MATERIALS PROVIDED:
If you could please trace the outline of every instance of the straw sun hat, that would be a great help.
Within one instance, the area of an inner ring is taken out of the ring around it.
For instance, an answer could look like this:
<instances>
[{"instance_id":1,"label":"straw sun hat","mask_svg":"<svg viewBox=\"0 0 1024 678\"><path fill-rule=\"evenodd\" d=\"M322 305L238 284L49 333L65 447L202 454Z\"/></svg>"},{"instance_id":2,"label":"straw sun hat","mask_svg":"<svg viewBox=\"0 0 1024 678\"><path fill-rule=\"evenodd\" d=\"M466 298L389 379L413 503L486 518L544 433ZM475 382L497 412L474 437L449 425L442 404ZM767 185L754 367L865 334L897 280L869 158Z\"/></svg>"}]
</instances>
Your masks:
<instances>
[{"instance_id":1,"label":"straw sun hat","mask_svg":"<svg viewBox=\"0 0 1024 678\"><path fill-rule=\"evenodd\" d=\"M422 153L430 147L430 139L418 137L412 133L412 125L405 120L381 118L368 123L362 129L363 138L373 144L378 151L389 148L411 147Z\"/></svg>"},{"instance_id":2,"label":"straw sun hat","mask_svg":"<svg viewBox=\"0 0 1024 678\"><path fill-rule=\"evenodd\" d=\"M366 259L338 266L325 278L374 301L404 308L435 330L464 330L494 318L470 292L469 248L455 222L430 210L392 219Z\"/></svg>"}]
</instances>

PROBLEM DETAILS:
Print out the listing in full, exactly as it appears.

RESPONSE:
If you could please trace the outline of every instance of the straw sun hat, that would be a great help.
Within one instance, the area of an inner ring is taken out of the ring around it.
For instance, an answer could look like this:
<instances>
[{"instance_id":1,"label":"straw sun hat","mask_svg":"<svg viewBox=\"0 0 1024 678\"><path fill-rule=\"evenodd\" d=\"M322 305L238 284L49 333L65 447L202 454Z\"/></svg>"},{"instance_id":2,"label":"straw sun hat","mask_svg":"<svg viewBox=\"0 0 1024 678\"><path fill-rule=\"evenodd\" d=\"M466 298L389 379L413 503L486 518L544 433ZM475 382L497 412L474 437L449 425L442 404ZM767 185L754 367L865 334L897 280L869 158Z\"/></svg>"}]
</instances>
Your masks:
<instances>
[{"instance_id":1,"label":"straw sun hat","mask_svg":"<svg viewBox=\"0 0 1024 678\"><path fill-rule=\"evenodd\" d=\"M422 153L430 147L430 139L418 137L412 133L412 125L405 120L381 118L368 123L362 129L363 138L373 144L378 151L389 148L411 147Z\"/></svg>"},{"instance_id":2,"label":"straw sun hat","mask_svg":"<svg viewBox=\"0 0 1024 678\"><path fill-rule=\"evenodd\" d=\"M366 259L338 266L325 278L374 301L404 308L435 330L464 330L494 318L470 292L469 248L455 222L430 210L392 219Z\"/></svg>"}]
</instances>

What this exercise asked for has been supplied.